- Problem description: Reproduce all entries word for word.

- Provided data:
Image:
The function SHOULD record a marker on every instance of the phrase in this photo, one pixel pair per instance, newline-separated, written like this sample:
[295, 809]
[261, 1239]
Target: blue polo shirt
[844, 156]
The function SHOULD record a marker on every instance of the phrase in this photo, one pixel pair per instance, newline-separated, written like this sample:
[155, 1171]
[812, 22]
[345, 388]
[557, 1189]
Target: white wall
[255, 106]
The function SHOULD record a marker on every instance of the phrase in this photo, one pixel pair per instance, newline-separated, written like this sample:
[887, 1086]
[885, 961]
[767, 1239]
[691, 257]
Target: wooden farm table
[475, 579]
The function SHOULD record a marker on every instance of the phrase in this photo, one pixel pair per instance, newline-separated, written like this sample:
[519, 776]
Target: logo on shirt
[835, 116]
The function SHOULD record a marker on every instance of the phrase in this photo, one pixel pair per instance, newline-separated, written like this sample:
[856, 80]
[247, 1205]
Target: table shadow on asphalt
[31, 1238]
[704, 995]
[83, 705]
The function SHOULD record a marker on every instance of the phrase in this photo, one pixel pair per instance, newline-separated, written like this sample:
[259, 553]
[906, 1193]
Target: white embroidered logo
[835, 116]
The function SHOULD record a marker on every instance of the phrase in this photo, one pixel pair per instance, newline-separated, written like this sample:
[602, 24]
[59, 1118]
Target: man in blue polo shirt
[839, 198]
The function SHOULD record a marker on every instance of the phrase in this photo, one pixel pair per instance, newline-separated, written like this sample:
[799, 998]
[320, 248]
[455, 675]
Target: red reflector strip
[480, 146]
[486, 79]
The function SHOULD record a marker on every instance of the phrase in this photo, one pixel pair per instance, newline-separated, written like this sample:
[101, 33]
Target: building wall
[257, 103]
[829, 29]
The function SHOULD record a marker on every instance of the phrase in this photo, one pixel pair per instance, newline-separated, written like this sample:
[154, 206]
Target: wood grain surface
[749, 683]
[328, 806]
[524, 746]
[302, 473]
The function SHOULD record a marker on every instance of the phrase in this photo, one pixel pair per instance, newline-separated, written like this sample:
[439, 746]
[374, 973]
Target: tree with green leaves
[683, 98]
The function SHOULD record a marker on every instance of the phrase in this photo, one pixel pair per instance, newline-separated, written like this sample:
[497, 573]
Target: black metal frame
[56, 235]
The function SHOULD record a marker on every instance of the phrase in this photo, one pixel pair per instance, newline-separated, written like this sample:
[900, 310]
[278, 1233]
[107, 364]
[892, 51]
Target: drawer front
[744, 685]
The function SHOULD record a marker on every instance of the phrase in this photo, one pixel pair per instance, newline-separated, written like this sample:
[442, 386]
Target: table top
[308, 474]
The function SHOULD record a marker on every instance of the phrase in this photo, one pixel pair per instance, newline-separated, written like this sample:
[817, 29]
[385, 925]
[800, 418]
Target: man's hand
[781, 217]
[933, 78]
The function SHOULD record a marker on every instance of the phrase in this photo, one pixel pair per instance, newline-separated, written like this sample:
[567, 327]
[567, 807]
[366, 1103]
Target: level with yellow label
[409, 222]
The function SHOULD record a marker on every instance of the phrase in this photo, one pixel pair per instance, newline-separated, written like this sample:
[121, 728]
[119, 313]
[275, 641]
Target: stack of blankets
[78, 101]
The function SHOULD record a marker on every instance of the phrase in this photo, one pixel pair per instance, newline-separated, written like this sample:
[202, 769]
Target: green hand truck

- Worked solution:
Image:
The function SHOULD record a marker on every instance of the phrase in this photo, one pixel pair per instance, newline-separated, written like this sample:
[295, 809]
[261, 1239]
Target: blue polo shirt
[844, 156]
The function SHOULD record a marker on every instance of the phrase in this photo, one pixel pair per instance, newline-separated, written like this sample:
[155, 1171]
[812, 22]
[345, 388]
[557, 1189]
Target: white wall
[255, 106]
The function SHOULD record a marker on every instance of the phrase in this photo, one pixel pair per instance, newline-separated, written like this sample:
[887, 1086]
[885, 961]
[767, 1239]
[691, 257]
Target: wooden farm table
[475, 579]
The function SHOULD record a marker on every instance of the phrase in this photo, one pixel pair per instance, newline-separated, written like this sample:
[519, 776]
Target: logo on shirt
[835, 116]
The function SHOULD record a marker on every instance of the phrase in this photo, one pixel pair per instance, newline-separated, written like this sample:
[856, 80]
[247, 1205]
Target: table shadow on asphalt
[31, 1238]
[704, 995]
[83, 705]
The function SHOULD record a marker on every instance of the phrase in this photo, one pixel pair per instance, newline-separated, written like this sample:
[259, 553]
[906, 1193]
Target: white embroidered logo
[835, 116]
The function SHOULD record a marker on every instance of the phrase in this photo, one pixel pair per instance, newline-separated, written like this sample:
[602, 24]
[59, 1118]
Target: man in blue polo shirt
[839, 198]
The function SHOULD record a marker on every instance of the phrase in this photo, one pixel pair per instance, newline-separated, written like this sample:
[799, 998]
[320, 248]
[455, 675]
Target: red reflector strip
[480, 146]
[486, 79]
The function SHOULD record a marker on every instance of the phrase in this photo, one pixel pair per instance, newline-separated, written like this sample:
[101, 33]
Target: building wall
[257, 103]
[829, 29]
The function SHOULD record a marker on every instance of the phrase in this photo, one pixel pair per instance, newline-separated, written like this sample:
[154, 206]
Target: wood grain surface
[749, 683]
[328, 806]
[524, 746]
[302, 473]
The function SHOULD record a marker on every instance of the phrase in this photo, one pixel pair per instance, newline-separated, written like this sample:
[439, 746]
[374, 973]
Target: tree with green leaves
[683, 98]
The function SHOULD record a marker on every instance of the phrase in this photo, one pixel pair per instance, newline-separated, written like this sample:
[497, 573]
Target: black metal frame
[56, 235]
The function SHOULD record a marker on every instance of the phrase in this photo, one pixel pair per instance, newline-separated, written like this sample:
[900, 310]
[278, 1233]
[107, 364]
[892, 51]
Target: drawer front
[744, 685]
The function SHOULD record a marker on every instance of the phrase in this photo, one pixel pair per instance, newline-separated, written like this sample:
[442, 386]
Target: table top
[308, 474]
The function SHOULD record a marker on every instance of the phrase in this photo, one pixel pair per instance, newline-separated, written like this sample:
[817, 29]
[385, 925]
[800, 418]
Target: man's hand
[781, 217]
[933, 78]
The function SHOULD record a marker on every instance of the phrase in this photo, one pixel pair per instance, newline-separated, written like this sample:
[567, 327]
[567, 807]
[366, 1103]
Target: level with yellow label
[409, 222]
The function SHOULD record a marker on every instance of the phrase in this photo, one pixel pair per instance, newline-separated, written like this sample:
[121, 728]
[119, 313]
[275, 641]
Target: stack of blankets
[78, 101]
The function SHOULD record a marker on every instance of the phrase in this photo, one pixel pair per instance, newline-separated, written like this sample:
[202, 769]
Target: green hand truck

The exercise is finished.